══ Material provided
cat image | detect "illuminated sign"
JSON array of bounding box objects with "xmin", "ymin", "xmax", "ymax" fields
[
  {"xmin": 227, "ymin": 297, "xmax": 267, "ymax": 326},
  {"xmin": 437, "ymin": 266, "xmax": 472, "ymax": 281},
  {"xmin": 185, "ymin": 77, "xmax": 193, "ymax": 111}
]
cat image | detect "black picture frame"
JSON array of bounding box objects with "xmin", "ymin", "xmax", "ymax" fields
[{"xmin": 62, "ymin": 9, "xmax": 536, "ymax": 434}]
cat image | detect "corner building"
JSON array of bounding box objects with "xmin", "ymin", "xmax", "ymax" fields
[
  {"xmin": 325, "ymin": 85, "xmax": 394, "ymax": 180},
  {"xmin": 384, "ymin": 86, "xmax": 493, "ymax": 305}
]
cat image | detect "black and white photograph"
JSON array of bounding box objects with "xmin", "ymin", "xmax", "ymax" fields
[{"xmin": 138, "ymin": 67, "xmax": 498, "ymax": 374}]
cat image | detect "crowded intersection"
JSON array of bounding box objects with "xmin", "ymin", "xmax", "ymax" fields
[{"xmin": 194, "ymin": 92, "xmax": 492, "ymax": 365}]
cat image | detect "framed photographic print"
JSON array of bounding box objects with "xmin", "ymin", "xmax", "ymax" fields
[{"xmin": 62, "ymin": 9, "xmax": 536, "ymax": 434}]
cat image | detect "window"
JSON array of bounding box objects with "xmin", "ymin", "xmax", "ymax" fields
════
Which of the rows above contain the word "detect"? Show each of those rows in full.

_Result of the task_.
cat image | detect "illuminated sign"
cat image | detect "black picture frame"
cat image | detect "corner building"
cat image | detect "black and white photograph"
cat image | detect "crowded intersection"
cat image | detect "framed photographic print"
cat image | detect "window"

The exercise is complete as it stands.